The wave function lives in the quantum café, see the segment from 3:40 or so to the end of
http://www.youtube.com/watch?v=unJ2ajHH-94
More seriously, a wave function is a more special name of the "state vector" which is the element of the Hilbert space ${\mathcal H}$, a complex vector space with an inner product. The Hilbert space of all realistic systems is infinite-dimensional; for an infinite dimension, one can't really say whether the basis is countable or as large as a continuum because these two bases are actually fully equivalent.
Finite-dimensional Hilbert spaces are only used as simplified toy models for some aspects of some physical systems. But they're still very important in theory and practice because realistic situations are often composed of similar small Hilbert spaces by taking tensor products. The two-dimensional Hilbert spaces (e.g. spin-up vs spin-down) seem very simple but they're already very rich and are used as tools to teach quantum mechanics. Quantum computing usually takes place in Hilbert spaces for $N$ qubits which is $2^N$-dimensional, also finite-dimensional. The remaining infinitely many states of a real physical system are assumed to be inaccessible so we may "truncate" the Hilbert space. But note that systems as simple as en electron orbiting a proton or a harmonic oscillator already have an infinite-dimensional Hilbert space.
The Fock space is a special kind of Hilbert space. It is the Hilbert space of a free field theory or, equivalently, an infinite-dimensional harmonic oscillator. One usually defines the free - bilinear - Hamiltonian on the Fock space, too. If we don't say that there's a Hamiltonian, the identity of the Fock space is actually meaningless because all infinite-dimensional Hilbert spaces are isomorphic or "unitary equivalent" to each other.
So the Fock space isn't really "something completely different" (or larger) than the Hilbert space; it's a special case of it. The same thing holds for the Hilbert spaces associated with any theory you can think of (describing the world around us or describing a fictitious or hypothetical world), whether it's the Standard Model, the Minimal Supersymmetric Standard Model, or – the most comprehensive theory – String Theory. All these theories, much like any other theories respecting the postulates of quantum mechanics, have their own Hilbert space and all these infinite-dimensional spaces in string theory or a simple infinite-dimensional harmonic oscillator or even a simple Hydrogen atom are actually isomorphic to each other. The theories only differ by different Hamiltonians – or other dynamical laws that describe the evolution in time.
Also, one should mention that the actual state of the physical system isn't given by all the information included in an element of the Hilbert space. The phase and the absolute normalization – i.e. the full multiplicative factor that may be complex – is unphysical. So the space of inequivalent "pure states" is actually the quotient ${\mathcal H}/{\mathbb C}^*$.
Aside from "wave functions" i.e. pure states that are elements of the Hilbert space, up to a normalization, one may also describe a physical system by a more general "density matrix" which lives in the space of Hermitian matrices $\rho$. For pure states, $\rho=|\psi\rangle\langle\psi|$ and the phase cancels. However, there are also more general mixed states that are superpositions of similar terms.
grand design.. – Vineet Menon Apr 10 '12 at 15:27

• Prompt 1: In the text on Hilbert spaces, list every word or phrase that the author sets in quotation marks.

[A run of records]
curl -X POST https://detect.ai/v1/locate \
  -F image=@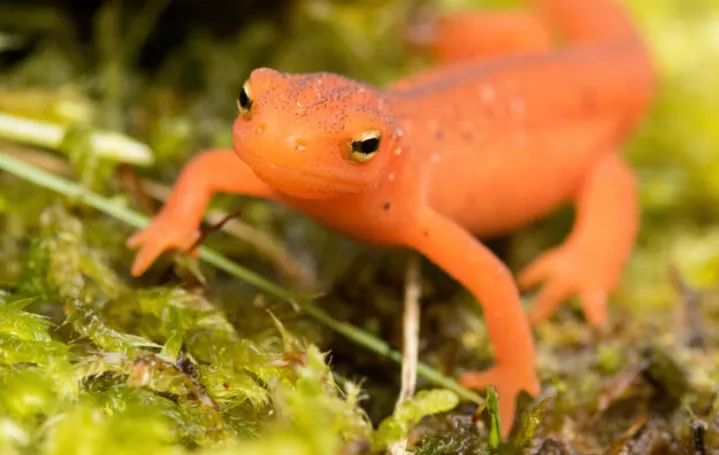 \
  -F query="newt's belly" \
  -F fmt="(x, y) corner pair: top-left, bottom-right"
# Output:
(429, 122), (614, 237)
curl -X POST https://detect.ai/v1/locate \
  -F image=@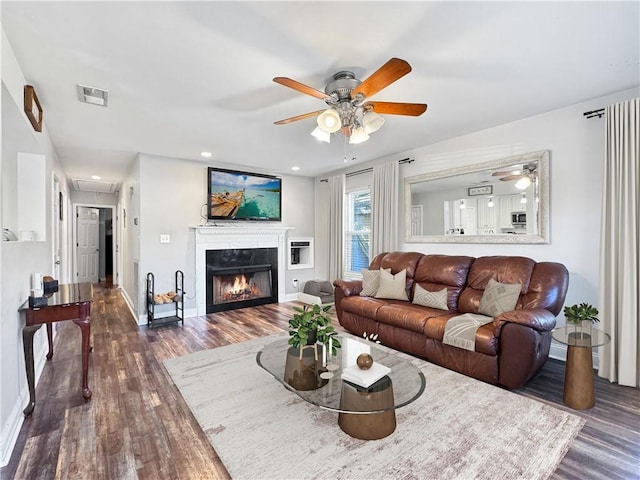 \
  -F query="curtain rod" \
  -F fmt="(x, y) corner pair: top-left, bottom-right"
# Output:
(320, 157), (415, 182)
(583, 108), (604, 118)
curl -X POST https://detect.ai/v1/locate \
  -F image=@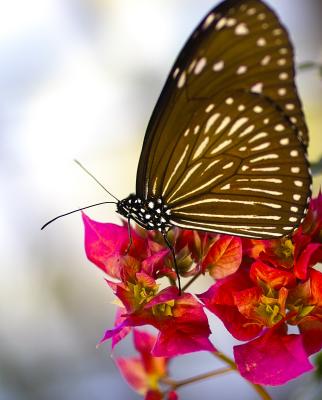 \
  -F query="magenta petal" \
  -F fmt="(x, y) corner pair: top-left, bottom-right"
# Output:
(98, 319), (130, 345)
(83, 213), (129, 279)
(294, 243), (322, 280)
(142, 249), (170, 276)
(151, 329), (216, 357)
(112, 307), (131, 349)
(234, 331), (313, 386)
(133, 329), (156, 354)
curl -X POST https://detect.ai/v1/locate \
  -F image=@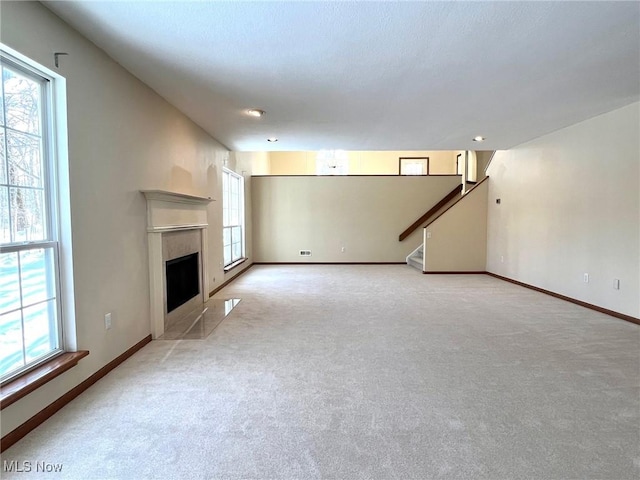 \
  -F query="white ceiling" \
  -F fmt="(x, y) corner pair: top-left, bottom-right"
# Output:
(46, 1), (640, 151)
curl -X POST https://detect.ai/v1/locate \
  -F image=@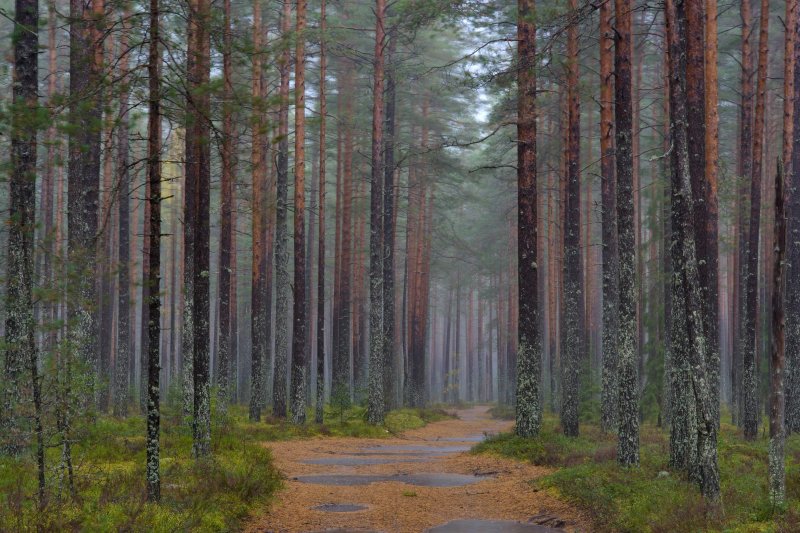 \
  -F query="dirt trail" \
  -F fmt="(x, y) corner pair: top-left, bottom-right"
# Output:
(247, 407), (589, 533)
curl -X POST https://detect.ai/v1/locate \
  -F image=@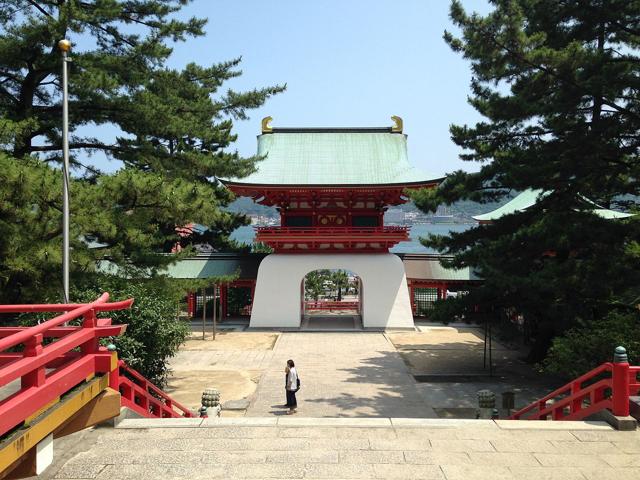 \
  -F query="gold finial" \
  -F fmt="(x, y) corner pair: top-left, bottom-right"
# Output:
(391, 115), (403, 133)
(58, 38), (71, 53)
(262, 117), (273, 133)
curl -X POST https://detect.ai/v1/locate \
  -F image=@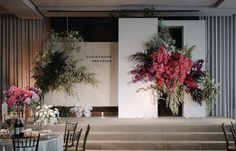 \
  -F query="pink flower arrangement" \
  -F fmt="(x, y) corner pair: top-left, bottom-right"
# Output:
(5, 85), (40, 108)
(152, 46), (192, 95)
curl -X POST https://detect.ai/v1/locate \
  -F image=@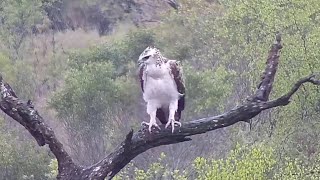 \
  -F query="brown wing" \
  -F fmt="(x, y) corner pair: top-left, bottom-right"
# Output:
---
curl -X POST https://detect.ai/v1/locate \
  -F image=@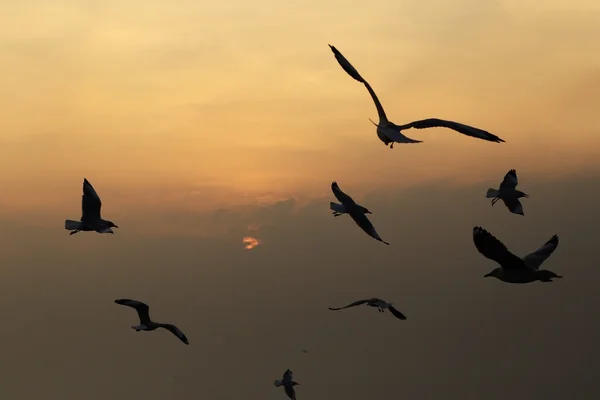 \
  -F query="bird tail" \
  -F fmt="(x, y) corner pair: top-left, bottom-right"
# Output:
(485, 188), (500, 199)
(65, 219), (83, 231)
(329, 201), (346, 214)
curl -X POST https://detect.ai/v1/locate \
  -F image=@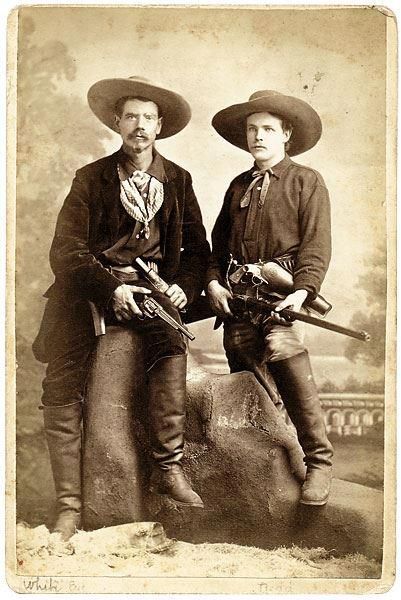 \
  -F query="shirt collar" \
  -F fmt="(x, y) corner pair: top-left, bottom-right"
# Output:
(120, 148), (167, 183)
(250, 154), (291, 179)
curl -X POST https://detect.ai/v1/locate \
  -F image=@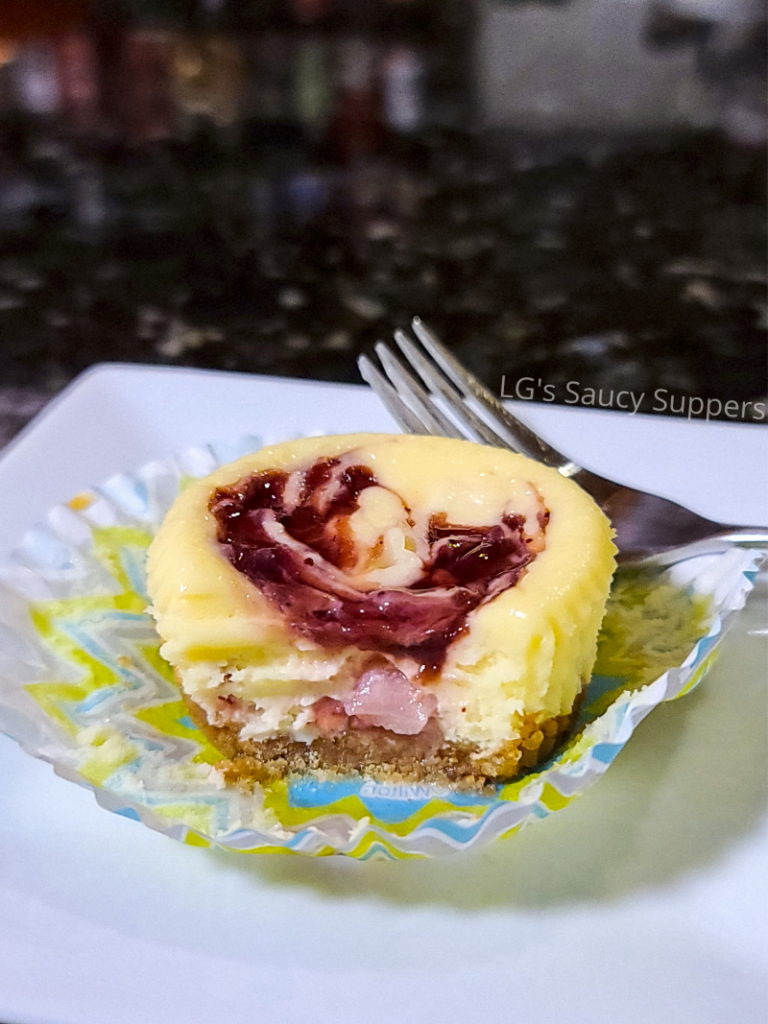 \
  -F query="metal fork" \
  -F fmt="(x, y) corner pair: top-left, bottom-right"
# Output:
--
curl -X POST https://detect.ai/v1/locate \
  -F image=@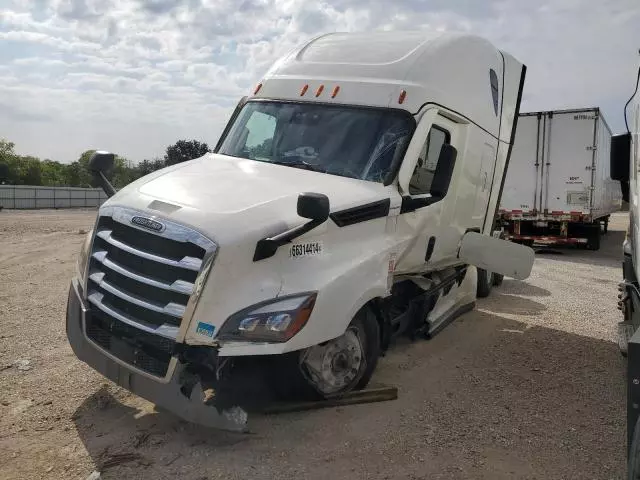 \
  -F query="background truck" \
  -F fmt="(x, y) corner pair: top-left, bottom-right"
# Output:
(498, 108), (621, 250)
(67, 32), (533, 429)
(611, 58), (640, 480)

• Prompt 2: Gather each line of the entries that contains the string "query", with case counting.

• Exercise output 1: "state vector", "truncate", "unitary equivalent", "something completely different", "pure states", "wave functions", "density matrix"

• Exercise output 2:
  -F query="newt's belly" \
  -F query="curtain rod" \
  -F query="magenta petal" \
  -F query="white ceiling" \
  -F query="dirt trail" \
  -F query="gold finial" \
  -F query="pink flower arrangement" \
  -F query="brown wing" \
  -F query="bird tail" \
  -F query="shirt collar" \
  -F query="metal fork" \
  -F query="background truck" \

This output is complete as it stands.